## [Exercise prompt]
Copy each line of the records that holds the string "closed".

::: Working data :::

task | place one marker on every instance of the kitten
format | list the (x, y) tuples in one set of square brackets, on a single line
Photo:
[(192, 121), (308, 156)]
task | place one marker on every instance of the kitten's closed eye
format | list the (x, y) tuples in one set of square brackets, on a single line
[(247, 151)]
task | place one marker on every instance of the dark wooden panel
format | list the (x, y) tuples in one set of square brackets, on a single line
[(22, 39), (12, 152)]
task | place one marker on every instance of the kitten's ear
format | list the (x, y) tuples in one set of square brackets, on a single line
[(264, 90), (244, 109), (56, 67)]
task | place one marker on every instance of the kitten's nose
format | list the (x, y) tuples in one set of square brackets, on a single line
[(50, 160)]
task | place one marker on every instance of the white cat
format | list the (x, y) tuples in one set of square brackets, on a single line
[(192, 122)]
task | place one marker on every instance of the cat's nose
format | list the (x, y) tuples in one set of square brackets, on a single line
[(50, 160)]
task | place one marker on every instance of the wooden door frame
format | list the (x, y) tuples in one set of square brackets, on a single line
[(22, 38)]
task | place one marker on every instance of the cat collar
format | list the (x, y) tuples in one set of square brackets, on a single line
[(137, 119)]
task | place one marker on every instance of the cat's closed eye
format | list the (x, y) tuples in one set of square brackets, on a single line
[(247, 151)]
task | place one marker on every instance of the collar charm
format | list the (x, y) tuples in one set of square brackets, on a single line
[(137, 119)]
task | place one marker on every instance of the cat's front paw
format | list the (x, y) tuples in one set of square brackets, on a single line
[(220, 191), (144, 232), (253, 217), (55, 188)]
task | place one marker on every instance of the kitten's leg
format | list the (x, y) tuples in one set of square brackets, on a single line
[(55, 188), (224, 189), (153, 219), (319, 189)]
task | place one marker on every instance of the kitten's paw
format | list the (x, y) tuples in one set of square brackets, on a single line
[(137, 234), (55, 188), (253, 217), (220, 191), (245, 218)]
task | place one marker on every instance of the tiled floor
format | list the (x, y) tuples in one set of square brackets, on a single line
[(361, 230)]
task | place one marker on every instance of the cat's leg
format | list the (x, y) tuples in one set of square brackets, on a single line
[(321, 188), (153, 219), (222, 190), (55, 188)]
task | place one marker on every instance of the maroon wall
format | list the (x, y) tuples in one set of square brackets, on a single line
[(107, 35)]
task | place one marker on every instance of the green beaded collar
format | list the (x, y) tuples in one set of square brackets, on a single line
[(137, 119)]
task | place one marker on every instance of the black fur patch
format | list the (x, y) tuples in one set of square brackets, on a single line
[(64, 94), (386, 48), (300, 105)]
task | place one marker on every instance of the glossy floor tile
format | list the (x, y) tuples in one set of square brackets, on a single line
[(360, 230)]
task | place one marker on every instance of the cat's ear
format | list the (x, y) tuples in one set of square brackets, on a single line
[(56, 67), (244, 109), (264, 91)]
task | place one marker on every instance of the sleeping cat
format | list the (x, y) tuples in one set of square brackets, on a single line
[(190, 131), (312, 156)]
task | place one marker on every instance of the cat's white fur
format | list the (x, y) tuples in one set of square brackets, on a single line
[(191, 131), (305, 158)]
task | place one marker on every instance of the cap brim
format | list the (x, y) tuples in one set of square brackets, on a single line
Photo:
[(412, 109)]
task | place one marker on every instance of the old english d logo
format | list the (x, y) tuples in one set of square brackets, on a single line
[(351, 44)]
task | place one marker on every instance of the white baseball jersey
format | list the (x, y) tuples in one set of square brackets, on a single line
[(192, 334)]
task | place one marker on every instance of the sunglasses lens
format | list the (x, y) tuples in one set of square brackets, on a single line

:::

## [Output of the exercise]
task | place one marker on every instance of the kitten's closed eye
task | place one marker on every instance of the cat's closed eye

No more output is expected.